* [Request]: Reproduce each of the following entries verbatim, without any alteration.

** BEGIN Data supplied **

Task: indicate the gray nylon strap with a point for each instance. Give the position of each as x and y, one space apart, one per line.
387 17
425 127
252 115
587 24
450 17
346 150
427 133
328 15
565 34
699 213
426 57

** END Data supplied **

* [Exercise solution]:
Task: indicate the gray nylon strap with a point for each instance. Give the position of each as x and y, one space apart, one per line.
387 17
425 127
252 115
587 24
450 17
346 150
427 133
328 15
565 34
699 213
426 57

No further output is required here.